** Begin RECORDS SUPPLIED **

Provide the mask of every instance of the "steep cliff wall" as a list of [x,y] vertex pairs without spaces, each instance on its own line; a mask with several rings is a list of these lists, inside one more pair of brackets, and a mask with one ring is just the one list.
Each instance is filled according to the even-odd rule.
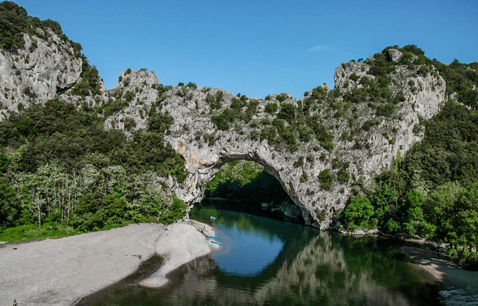
[[0,119],[59,96],[78,106],[109,106],[104,128],[130,138],[159,122],[188,171],[180,183],[166,179],[181,199],[200,200],[224,163],[254,161],[277,178],[306,223],[320,228],[355,186],[421,138],[420,120],[444,100],[445,82],[435,68],[412,64],[417,58],[410,56],[400,65],[403,54],[393,48],[380,59],[342,64],[333,90],[324,85],[298,101],[285,93],[262,99],[194,84],[165,87],[146,69],[125,70],[106,90],[95,68],[82,75],[90,67],[74,43],[47,28],[23,34],[21,47],[0,53]]
[[44,103],[80,79],[82,60],[70,42],[47,29],[36,31],[23,34],[22,47],[0,52],[0,119]]
[[[376,85],[368,73],[370,67],[345,63],[336,71],[334,90],[316,88],[298,101],[284,94],[240,98],[201,87],[160,91],[155,75],[133,71],[127,83],[117,86],[123,95],[132,93],[131,103],[108,118],[105,127],[124,128],[125,120],[132,119],[132,131],[148,125],[152,111],[169,114],[173,120],[166,139],[189,172],[181,184],[170,182],[178,197],[199,201],[221,165],[252,160],[277,178],[307,224],[326,228],[354,186],[367,183],[420,139],[420,120],[436,114],[444,100],[444,81],[433,67],[421,74],[419,66],[405,65],[388,74],[388,84],[379,92],[385,97],[378,100],[371,91],[361,99],[363,92],[357,88]],[[267,106],[274,104],[277,109],[271,111],[274,108]],[[272,130],[277,136],[267,135]],[[288,135],[293,141],[288,142]]]

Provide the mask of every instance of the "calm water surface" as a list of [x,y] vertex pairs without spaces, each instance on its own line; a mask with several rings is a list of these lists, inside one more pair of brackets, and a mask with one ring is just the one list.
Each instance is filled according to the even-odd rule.
[[211,205],[197,205],[191,218],[214,226],[224,245],[172,273],[160,289],[137,285],[160,264],[153,259],[81,304],[439,304],[437,286],[400,260],[399,245],[389,240],[321,232]]

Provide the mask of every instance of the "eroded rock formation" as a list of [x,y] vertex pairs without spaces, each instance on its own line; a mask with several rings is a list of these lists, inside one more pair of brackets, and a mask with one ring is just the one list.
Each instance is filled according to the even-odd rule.
[[[4,110],[15,112],[20,105],[42,103],[59,92],[61,98],[78,105],[85,100],[90,104],[119,100],[124,107],[106,119],[104,127],[122,129],[130,137],[134,131],[148,126],[150,114],[169,114],[173,120],[165,139],[184,158],[189,174],[181,183],[171,177],[162,180],[178,197],[189,203],[199,201],[206,184],[221,165],[236,160],[253,161],[278,180],[300,208],[306,223],[321,228],[328,227],[334,212],[344,207],[354,185],[370,182],[420,139],[420,120],[436,114],[444,100],[445,82],[433,67],[421,74],[417,73],[419,65],[397,66],[388,74],[384,92],[395,98],[393,111],[385,113],[390,110],[386,108],[381,113],[377,110],[380,105],[350,98],[376,79],[369,73],[370,65],[354,62],[337,68],[333,91],[324,85],[299,101],[286,94],[264,99],[240,98],[219,89],[164,87],[154,72],[146,69],[125,70],[114,88],[105,90],[102,82],[101,94],[85,99],[72,95],[70,90],[81,81],[81,59],[54,34],[50,37],[42,41],[26,35],[23,49],[0,55],[0,102]],[[30,50],[32,39],[37,40],[37,46]],[[399,60],[399,51],[388,52],[394,62]],[[277,109],[266,110],[274,104]],[[292,110],[292,115],[286,114],[292,119],[281,117],[286,109]],[[234,114],[242,114],[240,118],[227,117],[232,113],[228,110],[233,109]],[[3,114],[2,117],[6,114]],[[304,116],[308,119],[301,121]],[[221,126],[218,120],[228,122]],[[307,127],[310,124],[328,135],[327,143],[317,136],[315,128]],[[275,138],[265,135],[273,128],[281,135]],[[293,148],[284,144],[288,135],[297,139]],[[272,141],[280,137],[281,142]],[[344,171],[345,178],[341,176]]]

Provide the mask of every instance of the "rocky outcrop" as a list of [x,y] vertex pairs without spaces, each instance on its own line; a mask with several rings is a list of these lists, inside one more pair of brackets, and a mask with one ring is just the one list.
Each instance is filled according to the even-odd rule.
[[[376,109],[382,106],[360,98],[351,103],[347,95],[355,94],[376,79],[369,73],[369,63],[354,62],[344,63],[336,70],[333,91],[324,84],[307,92],[307,96],[299,101],[286,94],[240,99],[219,89],[165,87],[154,72],[146,69],[125,70],[113,89],[105,90],[102,83],[100,94],[83,98],[72,95],[69,90],[81,82],[81,59],[68,41],[53,33],[44,37],[47,38],[26,34],[23,48],[16,53],[0,54],[0,119],[9,112],[43,103],[58,93],[77,105],[116,103],[116,111],[106,118],[104,127],[122,129],[129,137],[134,131],[147,127],[150,114],[167,113],[172,122],[165,139],[183,157],[189,173],[181,184],[166,180],[180,198],[190,203],[200,200],[206,184],[221,165],[236,160],[253,161],[278,180],[300,208],[306,224],[322,228],[328,227],[334,212],[344,207],[354,185],[370,182],[397,154],[404,154],[420,139],[419,120],[436,114],[444,100],[445,82],[435,68],[418,73],[419,66],[411,69],[403,65],[396,66],[389,75],[391,82],[386,93],[400,96],[394,101],[393,114],[380,114]],[[400,55],[390,50],[391,60],[399,61]],[[318,102],[311,97],[318,91],[323,96]],[[270,143],[264,132],[274,124],[283,125],[278,128],[283,138],[288,133],[296,137],[299,133],[286,120],[276,120],[277,111],[266,109],[274,104],[279,110],[292,107],[293,112],[307,108],[308,116],[314,118],[308,124],[320,124],[330,136],[329,143],[326,146],[303,123],[299,128],[308,132],[294,149],[280,142]],[[220,128],[217,120],[224,118],[218,116],[231,106],[242,117],[230,118]],[[344,174],[340,171],[345,165],[347,175],[334,180]],[[324,177],[329,181],[327,184],[322,181]]]
[[0,119],[33,103],[43,104],[80,78],[82,61],[71,44],[50,30],[42,38],[24,34],[15,52],[0,52]]
[[[367,73],[369,69],[364,63],[350,62],[341,65],[336,71],[336,88],[344,92],[360,88],[362,78],[373,79]],[[211,117],[231,106],[234,96],[230,93],[218,89],[175,87],[162,93],[160,99],[155,86],[148,81],[154,83],[151,76],[151,79],[145,80],[146,84],[139,82],[141,87],[135,90],[131,103],[121,113],[108,118],[105,128],[121,128],[126,117],[135,121],[136,127],[132,130],[146,126],[145,114],[152,107],[156,110],[160,108],[161,112],[174,118],[166,138],[184,158],[189,172],[181,184],[170,182],[180,198],[189,202],[200,200],[206,183],[225,163],[242,159],[253,161],[264,166],[279,181],[301,208],[306,224],[324,228],[329,226],[334,212],[344,208],[354,185],[369,182],[373,175],[389,167],[399,153],[404,154],[420,140],[419,129],[416,129],[419,120],[436,114],[444,99],[444,81],[431,69],[430,73],[421,75],[405,66],[398,66],[390,75],[391,92],[403,95],[393,116],[377,116],[365,102],[353,106],[346,118],[337,116],[337,111],[330,107],[315,111],[318,120],[333,136],[333,149],[330,151],[320,148],[313,137],[301,143],[296,150],[290,151],[270,144],[266,139],[251,136],[261,132],[260,125],[257,126],[258,122],[273,119],[265,111],[267,104],[298,105],[290,96],[271,95],[267,100],[247,99],[243,111],[246,111],[247,105],[257,104],[252,123],[234,121],[229,129],[222,131],[213,124]],[[145,73],[132,71],[130,82],[138,83],[137,79],[146,78]],[[410,85],[412,84],[413,86]],[[125,89],[131,91],[132,88],[127,86]],[[211,97],[216,96],[221,97],[219,109],[211,107],[210,104]],[[160,103],[155,104],[158,99]],[[338,101],[341,99],[339,98]],[[304,105],[307,101],[302,99],[299,103]],[[344,139],[343,135],[352,131],[357,134],[355,142]],[[336,181],[326,188],[321,187],[321,172],[330,171],[336,176],[339,174],[339,170],[334,167],[337,162],[348,165],[351,180],[343,183]]]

** End RECORDS SUPPLIED **

» GIVEN EXERCISE
Return each line of the records above that contains the string "pair". Matching is case-sensitive.

» REPLY TO THE EXERCISE
Provide the mask of every instance of the "steep cliff wall" as a list of [x,y] vertex pairs without spaces, each instance on its own line; a mask with several rings is a list of these lists, inside one more pair of brackets, and a mask with one ring is just the one list.
Provide the mask of every instance of the "calm water surface" as a list of [x,y] vertex pairs without spaces, each instance on its own line; a mask with several rings is a list of these lists, inside one more pair of brackets, and a mask with one ring is just the one list.
Provide the mask of every instance of the "eroded rock formation" as a list of [x,y] vertex pairs without spaces, each instance on its own line; a mask with several rings is a list of these lists, inside one more pair of brackets, and a mask with one ring is just the one list.
Provide the mask of every instance of the "rocky outcrop" as a list of [x,y] vertex pairs without spaces, each instance on its own line; a mask with several rings is a list of these lists, inside one more pair of brackets, and a mask with one ring is just the one list.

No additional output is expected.